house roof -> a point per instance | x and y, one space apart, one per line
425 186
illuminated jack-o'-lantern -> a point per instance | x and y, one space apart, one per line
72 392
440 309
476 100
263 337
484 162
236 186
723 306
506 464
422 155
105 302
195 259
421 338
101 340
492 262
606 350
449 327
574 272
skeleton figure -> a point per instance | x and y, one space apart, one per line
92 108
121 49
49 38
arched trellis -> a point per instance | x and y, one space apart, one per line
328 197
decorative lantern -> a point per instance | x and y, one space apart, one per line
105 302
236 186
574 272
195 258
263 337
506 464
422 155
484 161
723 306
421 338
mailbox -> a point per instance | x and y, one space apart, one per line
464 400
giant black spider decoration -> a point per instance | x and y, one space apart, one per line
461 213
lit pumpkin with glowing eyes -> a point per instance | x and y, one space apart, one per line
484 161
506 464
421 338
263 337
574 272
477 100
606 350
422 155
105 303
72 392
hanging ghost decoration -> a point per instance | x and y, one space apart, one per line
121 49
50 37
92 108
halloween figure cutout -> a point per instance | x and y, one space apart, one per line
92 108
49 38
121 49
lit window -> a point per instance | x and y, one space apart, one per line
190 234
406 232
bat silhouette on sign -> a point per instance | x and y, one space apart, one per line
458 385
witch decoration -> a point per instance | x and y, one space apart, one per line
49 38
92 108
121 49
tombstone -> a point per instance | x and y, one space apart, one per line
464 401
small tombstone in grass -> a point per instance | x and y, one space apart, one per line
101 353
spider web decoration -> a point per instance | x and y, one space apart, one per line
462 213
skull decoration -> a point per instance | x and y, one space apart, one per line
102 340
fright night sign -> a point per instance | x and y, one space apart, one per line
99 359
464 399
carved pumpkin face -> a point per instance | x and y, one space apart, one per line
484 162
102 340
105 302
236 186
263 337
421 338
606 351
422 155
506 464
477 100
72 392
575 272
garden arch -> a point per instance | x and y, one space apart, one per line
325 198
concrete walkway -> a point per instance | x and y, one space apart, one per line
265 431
━━━
_REQUIRED WORK_.
Rewrite all of the data above, changing "a point per instance" to "one point per instance" wherever it occurs and keeping everything else the same.

_RESULT OF THIS TASK_.
house roof -> one point per instance | x and y, one space apart, one per line
425 186
illuminated jack-o'-lantern -> one point per instance | x and y, one space apart, one per line
72 392
440 309
476 100
263 337
484 162
236 186
723 306
506 464
422 155
105 302
195 259
421 338
101 340
492 262
606 350
449 327
574 272
skeleton figure -> one point per instance | x and y, one space apart, one per line
92 108
121 49
49 38
arched trellis -> one point per instance | x and y, one space apart, one per line
328 197
decorative lantern -> one point per instance | x and y, one space apart, one per line
105 302
236 186
574 272
195 258
263 337
506 464
422 155
484 161
723 306
421 338
mailbox -> one point per instance | x and y, one space apart, one per line
464 400
giant black spider decoration -> one point per instance | x and y, one space apart, one per line
461 213
lit pumpkin with glowing eyes -> one point per instance | x and y, one space apart, one per line
484 161
506 464
421 338
263 337
574 272
477 100
606 350
422 155
105 303
72 392
hanging ghost decoration -> one point per instance | x and y, one space apart, one per line
121 49
50 37
92 108
halloween figure cutout -> one point per instance | x and y, one space apart, one per line
92 108
49 38
121 49
lit window -> one point per instance | x and y, one space apart, one per line
190 234
406 232
bat silhouette on sign -> one point per instance | x and y, one space apart, one per line
458 385
witch decoration -> one point per instance | x and y, one space apart, one per line
49 38
92 108
121 49
tombstone -> one point per instance | x and y, one space apart, one per line
464 401
small tombstone in grass -> one point per instance | x and y, one space apart, one per line
101 353
spider web decoration -> one point per instance | x and y, one space apart, one per line
462 213
skull decoration -> one point per instance | x and y, one space apart, one per line
102 340
fright night sign -> one point per instance | x and y, one space apart, one per line
99 359
464 399
carved pumpkin face -> one point per instance | x and y, one space apart, one per line
484 162
102 340
105 302
236 186
263 337
421 338
606 351
422 155
506 464
477 100
72 392
575 272
garden arch -> one point per instance | x and y, one space apart, one per line
325 198
concrete walkway -> one point per instance | x and y, one space apart, one per line
265 431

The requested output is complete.